Set problem:
Below are the records. Restate word for word every line from the one that contains "Each instance of the green" through the final line, both included.

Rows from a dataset
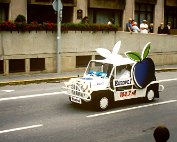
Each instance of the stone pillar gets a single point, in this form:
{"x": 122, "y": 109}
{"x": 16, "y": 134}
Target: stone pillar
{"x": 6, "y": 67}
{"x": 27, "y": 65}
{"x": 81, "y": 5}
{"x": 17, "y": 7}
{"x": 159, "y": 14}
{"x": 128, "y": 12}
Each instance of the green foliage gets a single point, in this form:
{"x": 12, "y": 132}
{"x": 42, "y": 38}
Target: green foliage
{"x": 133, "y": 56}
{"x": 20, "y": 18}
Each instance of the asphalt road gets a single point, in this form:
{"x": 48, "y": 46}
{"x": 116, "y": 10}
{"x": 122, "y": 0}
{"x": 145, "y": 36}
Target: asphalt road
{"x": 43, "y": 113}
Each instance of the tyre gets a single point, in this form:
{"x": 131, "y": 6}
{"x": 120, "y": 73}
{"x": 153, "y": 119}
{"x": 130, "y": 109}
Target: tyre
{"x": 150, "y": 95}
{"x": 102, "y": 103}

Written solution:
Each instance of the green foliage gets a single point, in this form:
{"x": 12, "y": 132}
{"x": 42, "y": 38}
Target: green foliage
{"x": 133, "y": 56}
{"x": 20, "y": 18}
Each instance of the asphalt road gets a single point, in this form:
{"x": 48, "y": 46}
{"x": 116, "y": 10}
{"x": 122, "y": 0}
{"x": 145, "y": 36}
Target: asphalt road
{"x": 43, "y": 113}
Each instance of the tyre gets a single point, in this form:
{"x": 131, "y": 6}
{"x": 120, "y": 73}
{"x": 153, "y": 119}
{"x": 130, "y": 109}
Target: tyre
{"x": 150, "y": 95}
{"x": 102, "y": 103}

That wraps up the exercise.